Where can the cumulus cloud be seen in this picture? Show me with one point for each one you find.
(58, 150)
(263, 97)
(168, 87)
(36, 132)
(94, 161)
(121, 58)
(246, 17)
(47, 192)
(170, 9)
--
Exercise description: Output the lines above verbatim, every one of them, with no changes.

Output below:
Where can the cumulus cloud be seen in this picture? Show me with one point for each one you find.
(58, 150)
(263, 97)
(168, 87)
(36, 132)
(94, 161)
(121, 58)
(246, 17)
(47, 192)
(170, 9)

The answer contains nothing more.